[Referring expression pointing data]
-=-=-=-=-

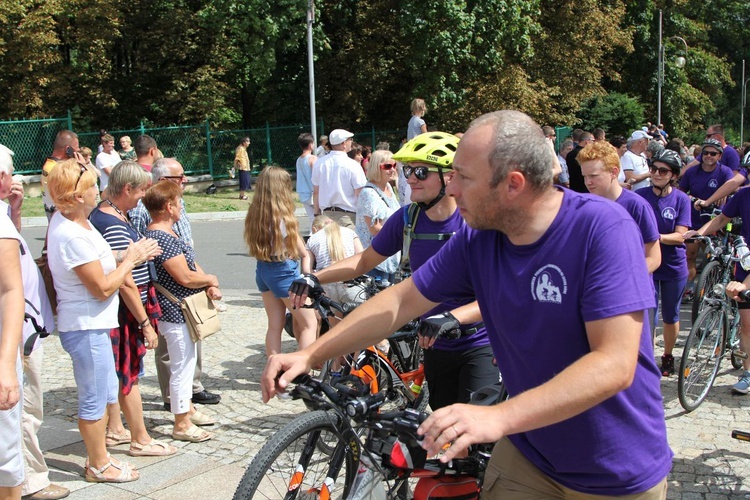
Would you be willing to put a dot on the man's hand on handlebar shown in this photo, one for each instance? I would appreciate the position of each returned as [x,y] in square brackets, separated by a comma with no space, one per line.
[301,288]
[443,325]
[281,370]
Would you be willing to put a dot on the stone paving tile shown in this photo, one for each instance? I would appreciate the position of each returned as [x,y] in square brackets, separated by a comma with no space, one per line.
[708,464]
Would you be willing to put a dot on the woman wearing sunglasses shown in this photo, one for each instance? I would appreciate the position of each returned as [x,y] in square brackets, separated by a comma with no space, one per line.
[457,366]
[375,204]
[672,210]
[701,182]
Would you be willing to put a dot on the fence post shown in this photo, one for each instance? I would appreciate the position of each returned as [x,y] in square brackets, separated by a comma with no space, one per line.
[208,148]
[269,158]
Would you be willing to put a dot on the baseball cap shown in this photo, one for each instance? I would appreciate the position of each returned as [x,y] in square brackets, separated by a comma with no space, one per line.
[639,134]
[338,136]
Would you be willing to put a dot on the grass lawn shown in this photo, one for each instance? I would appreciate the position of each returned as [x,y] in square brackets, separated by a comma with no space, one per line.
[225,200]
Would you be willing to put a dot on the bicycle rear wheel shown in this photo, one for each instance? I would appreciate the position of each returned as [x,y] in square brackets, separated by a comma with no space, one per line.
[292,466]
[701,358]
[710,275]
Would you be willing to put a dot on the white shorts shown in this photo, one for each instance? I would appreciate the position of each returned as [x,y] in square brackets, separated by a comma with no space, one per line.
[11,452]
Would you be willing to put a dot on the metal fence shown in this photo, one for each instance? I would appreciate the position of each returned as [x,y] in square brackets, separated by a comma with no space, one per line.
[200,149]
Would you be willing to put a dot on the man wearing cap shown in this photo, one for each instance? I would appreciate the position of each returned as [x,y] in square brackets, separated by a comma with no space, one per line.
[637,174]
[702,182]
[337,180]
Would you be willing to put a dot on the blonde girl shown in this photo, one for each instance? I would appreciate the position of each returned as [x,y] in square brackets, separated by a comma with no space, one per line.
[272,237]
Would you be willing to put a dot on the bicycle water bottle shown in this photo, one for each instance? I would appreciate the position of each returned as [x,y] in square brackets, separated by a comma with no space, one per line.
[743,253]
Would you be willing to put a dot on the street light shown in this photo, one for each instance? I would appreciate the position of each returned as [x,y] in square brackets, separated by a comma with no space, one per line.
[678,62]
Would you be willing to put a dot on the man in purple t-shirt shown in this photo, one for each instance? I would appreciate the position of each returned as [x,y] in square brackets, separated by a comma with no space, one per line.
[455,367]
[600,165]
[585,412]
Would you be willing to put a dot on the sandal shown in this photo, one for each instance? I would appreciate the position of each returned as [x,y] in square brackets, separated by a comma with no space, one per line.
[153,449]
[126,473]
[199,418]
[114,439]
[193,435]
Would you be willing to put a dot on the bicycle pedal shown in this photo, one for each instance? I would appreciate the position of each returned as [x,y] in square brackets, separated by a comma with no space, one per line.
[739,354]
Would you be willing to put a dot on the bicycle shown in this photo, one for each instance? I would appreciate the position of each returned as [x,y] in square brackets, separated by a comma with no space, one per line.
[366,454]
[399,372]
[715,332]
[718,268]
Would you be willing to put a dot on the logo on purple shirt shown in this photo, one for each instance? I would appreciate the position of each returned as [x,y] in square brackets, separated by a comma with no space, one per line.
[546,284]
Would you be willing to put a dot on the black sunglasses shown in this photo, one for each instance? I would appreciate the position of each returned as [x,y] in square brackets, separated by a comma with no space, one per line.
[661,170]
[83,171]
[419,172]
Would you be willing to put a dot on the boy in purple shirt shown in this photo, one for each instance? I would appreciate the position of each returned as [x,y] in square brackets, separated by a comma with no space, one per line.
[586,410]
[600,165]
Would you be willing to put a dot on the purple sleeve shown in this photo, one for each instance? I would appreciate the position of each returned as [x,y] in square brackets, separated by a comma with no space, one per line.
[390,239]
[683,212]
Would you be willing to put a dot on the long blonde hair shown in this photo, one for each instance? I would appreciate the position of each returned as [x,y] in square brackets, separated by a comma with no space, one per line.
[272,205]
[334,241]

-=-=-=-=-

Exercise details: The required output is each record above, reproduced exactly, without its pictures.

Task answer:
Would you be willing to put a dot on the man's hand on handlebar shown in this photo, one for each instance? I would appreciate the position of each returned as [x,y] in square brackets, separated by a comma with no space, one per line.
[301,288]
[443,325]
[281,370]
Would you be willing to put a dot on the stone paving tile shown in this photo, one for each instance? I would appreciate the position of each returned as [x,y] in square brackets, separated by a comma with no space, one per line.
[708,464]
Would you be willing to put a dot on the woman wearing sunglasses shown in this photo, one for each instance? I would appreciate the position of each returned as [x,y] in square brackets, separated by a comma with no space, one per line.
[457,366]
[375,204]
[672,210]
[701,182]
Would you be willing to put a dot on the fence post shown in this photo, one for each instance? I would appreciate the position of each returned as [x,y] in square brackets, separated by a comma with no space, one per line.
[208,148]
[269,158]
Would you be willing to put a dot on the baseball cap shown in this photo, one for each instance? I would appreciate the position of each returned as [x,y] in square brackets, separated by a comma with no space, one per line.
[639,134]
[338,136]
Would you be willing to put a dot on the grass lawn shown in this photo, one for each instance? I would appreciate the position of each returned as [x,y] in square brackets, separated by a comma with no space, one per line.
[225,200]
Would you be willing to put a dot on the bicycle rear wheel shown in this photo, one for each instance? I would appreciate the position of each returned as [x,y] in square brackets, separated by a comma with no space, one per line.
[292,466]
[701,358]
[710,275]
Would you be willing to put a dot on the white shorts shown in this photo, one for each instance? I would appreciate the position of each returned as [x,y] in square brackets, separated by a comma with no space, one per line.
[11,452]
Would you be willing to put a dot on the metal fence shown in this photo, one for each instance? I would appreciate the position of each returned as [x,y] in square brackets, separated by a comma with no space, one per line.
[200,149]
Would you be willing to put a dot on the man wearing cap shown in this photo, one for each instance? I would appreciate the position of each returned as [x,y] in square brackets, separated by a comma with no space, one per line.
[637,174]
[702,182]
[337,180]
Would you be willing to put a dot on the blonde girl shown in this photo, one for each instance? I would appreciate the position of each returned as [x,y] in square brackets, separated by a comma with no space, one per line.
[272,237]
Would you be willing to put a dot on the bicycle water bottle shown in this photo, one for each instance? I would appreciate the position of each returned as [x,y] in square brackets, separated by a comma with no space, one per line.
[743,253]
Would you be willing to put a dot on the street light shown in this photo, one for each instance? I would appreciate the position of each returned as [x,y] in square brackets, separated by a comma with no space, one per line.
[678,62]
Would you be willing to put a dot on the man in purple t-shirt shown in this photo, one for each instance? I would appreciate the position of each returned as [x,y] in square brackets, separated by a comma with no space, one per line.
[455,367]
[600,165]
[585,412]
Would you be willing to put a dot on the sandal shown in this photo, one for each instance? I would appreciate the position of each returned as [x,y] in square brackets, separated by a comma with no space, one per line.
[153,449]
[126,473]
[199,418]
[114,439]
[193,435]
Would you be willing to put a dot on the bicycle pedal shown in this photo, one for each instance? I would appreciate the position of each returned as [x,y] in square brackets, separated by a comma with no space, one per line.
[739,354]
Would you be willing to put a dot on the bicycle shown in this photo, one for each instance? I would appreciate the position of each returned as [x,y] in square brackets, separated by a comma with no space, one per line.
[366,454]
[399,372]
[715,332]
[718,268]
Would you be willing to put a dot on the logo on purple shirt shown in this photo, one for each instance? I would appreciate the position of each returned as [x,y] in square brackets, separated by a comma with no space, one per line.
[546,284]
Would you be willing to put a dot on the black sunglasses shown in this photo, one for each instance? I would appreciate the position of each returned as [x,y] in square brackets, separated by a comma with no space, one per line.
[661,170]
[83,171]
[419,172]
Would you be willing to put a dot on the boy in purple shirt shown in this photo, one for each instance? I would appreciate the position of each returned as [x,y] in square brackets, separated by a comma with no space, one per line.
[586,410]
[600,165]
Would you be willing to put a dot on the purple sleeve shown in this photo, one for each instance? I would appreciate the position of each returned as [x,y] in square brackets, separated by a comma with no space, one per line.
[390,239]
[683,212]
Would you be willing to put a dot on the long blonde hair shown in this photo, one for each instance? I would appreciate the position of each returned as [x,y] in square brackets, separated by a comma with no space, one per line.
[272,205]
[334,241]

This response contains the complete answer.